[Given instruction a]:
Collect every line of the entries below that contains the word "goes" and copy each one out. Case counts.

Issue: Vol. 15, No. 2, March/April 1998 | PDF

Dealing With Problem Programmers

“For me, programming is a head rush. I’m always working on the edge. When I put software out there, I don’t know whether it’s going to work. That’s part of the excitement. If it’s not exciting, I don’t want to do it.”

“What do I do with a problem programmer?” This is the question I hear most often in my consulting work. Stories of problem programmers abound. One developer initially refused to follow the project’s design standards in creating a certain module. After finally being given an ultimatum, he coded the module—but he wrote the variable names, function names, and comments in German. Another developer insisted that he was making steady progress and that his Microsoft Windows code was finished; meanwhile he spent two months exploring the new Apple Newton. When the time came to integrate his code with the rest of the team’s work, none of it was done. He had created some rough prototypes, but nothing was tested, debugged, reviewed, or even remotely ready to be released. Another belligerent developer had apparently never heard of egoless programming. Whenever she found a defect in another programmer’s work, she would say, “OK Mr. Smarty Pants Programmer. If you’re so great, how come I just found a bug in your code? I guess maybe you’re not so smart after all.”

How Bad is Bad?

In addition to attitudinal differences, significant productivity differences among programmers have been well documented. In the first study on the subject, Sackman, Erikson, and Grant found differences of more than 20 to 1 in the time required by different developers to debug the same problem (“Exploratory Experimental Studies Comparing Online and Offline Programming Performance.” Communications of the ACM, January 1968). This was among a group of programmers who each had at least 7 years of professional experience.

This basic result—demonstrating at least 10 to 1 differences in productivity—has been reproduced numerous times, but I think it understates the real productivity differences among practicing programmers. Tom DeMarco and Timothy Lister conducted a coding war game in which 166 programmers were tasked to complete the same assignment (“Programmer Performance and the Effects of the Workplace,” in Proceedings of the 8th International Conference on Software Engineering, August 1985). They found that the different programmers exhibited differences in productivity of about 5 to 1 on the same small project. From a problem employee point of view, the most interesting result of the study is that 13 of the 166 programmers didn’t finish the project at all—that’s almost 10 percent of the programmers in the sample.

In a study with similar findings, Bill Curtis presented a group of 60 professional programmers with what he characterized as a “simple” debugging task (“Substantiating Programmer Variability,” Proceedings of the IEEE, vol. 69, no. 7, 1981). In spite of its simplicity, 6 of the professional programmers weren’t able to complete the task, and data on their performance was excluded from the results of the study. Curtis observed order of magnitude differences among the programmers who were able to complete the task.

What are the real-world implications of working with programmers who can’t complete their work? On a real project, “not finishing at all” usually isn’t an option, and so those programmers who didn’t finish during the Coding War games or during Curtis’s debugging test would require either huge amounts of time to complete their work or someone else would have to complete their work for them. On real projects, these 10 to 1 differences in productivity might well translate into negative 10 to 1 differences in productivity, because eventually someone else will have to redo the work of programmers who can’t finish their assignments.

[Given instruction b]:
In the DeMarco and Lister coding war game described in the article on problem programmers, how many programmers didn't finish the project at all?

[Dataset rows]:
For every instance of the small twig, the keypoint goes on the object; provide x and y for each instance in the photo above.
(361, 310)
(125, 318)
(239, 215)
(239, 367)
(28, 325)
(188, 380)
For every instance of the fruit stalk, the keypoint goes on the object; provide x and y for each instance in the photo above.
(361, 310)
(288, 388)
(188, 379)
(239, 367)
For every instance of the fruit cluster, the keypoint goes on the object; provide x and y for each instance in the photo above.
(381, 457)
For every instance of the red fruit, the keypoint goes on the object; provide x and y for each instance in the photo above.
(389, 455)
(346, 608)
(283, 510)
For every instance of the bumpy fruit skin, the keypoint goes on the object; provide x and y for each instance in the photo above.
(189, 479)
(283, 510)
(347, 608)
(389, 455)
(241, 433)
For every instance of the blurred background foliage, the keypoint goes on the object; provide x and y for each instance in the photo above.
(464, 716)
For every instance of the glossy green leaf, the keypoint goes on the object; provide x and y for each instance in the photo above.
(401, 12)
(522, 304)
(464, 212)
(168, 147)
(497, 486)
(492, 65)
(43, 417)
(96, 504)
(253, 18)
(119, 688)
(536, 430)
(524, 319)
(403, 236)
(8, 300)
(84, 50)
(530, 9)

---

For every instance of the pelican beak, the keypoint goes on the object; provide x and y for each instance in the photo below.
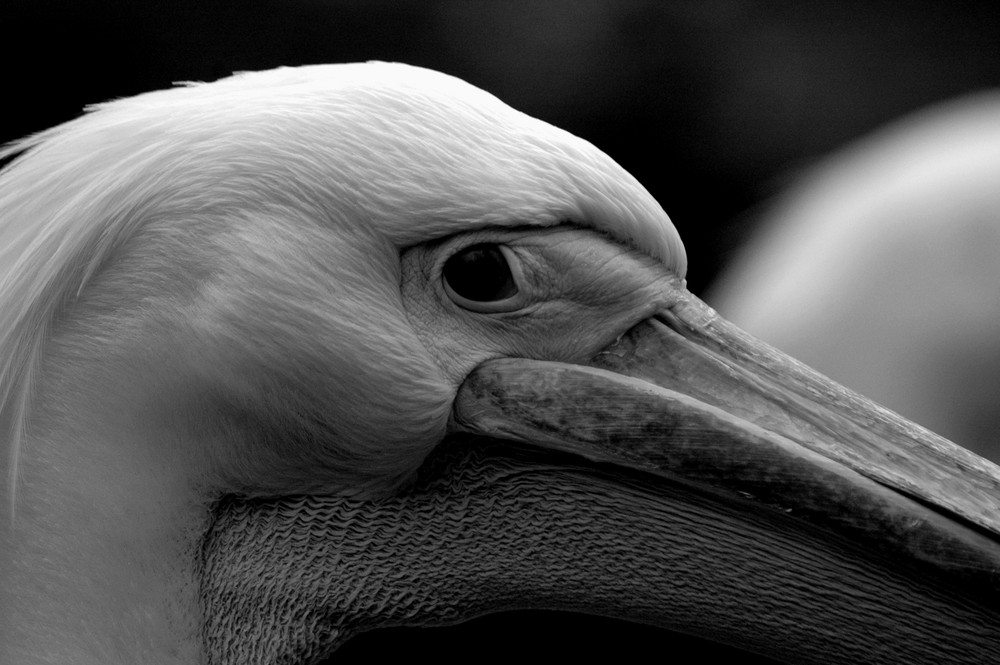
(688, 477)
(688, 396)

[Full answer a]:
For every instance of the small twig, the keypoint goes on the object; provide x and y for each instance in the photo above.
For every instance of the fruit stalk, the keypoint goes on the object; provide x and y for each instance in the photo above.
For every instance of the fruit cluster, the keypoint goes on the object; provide x and y for each instance in the photo above.
For every instance of the red fruit, the keypoint goes on the object; provide x and y for each instance in the photo above.
For every instance of the bumpy fruit skin, the keypoint goes on the object; provide x and y for each instance in the photo above.
For every instance of the blurred background foliage, the keypoint goes on the object; provide x and y for each instance in the photo above.
For every instance of the glossy green leaf, the keypoint goes on the object; provide x and y for each instance in the photo above.
For every instance of the pelican beak, the keypoint goes on the object; provide x and y for each instance in the photo below.

[Full answer b]:
13 of the 166 programmers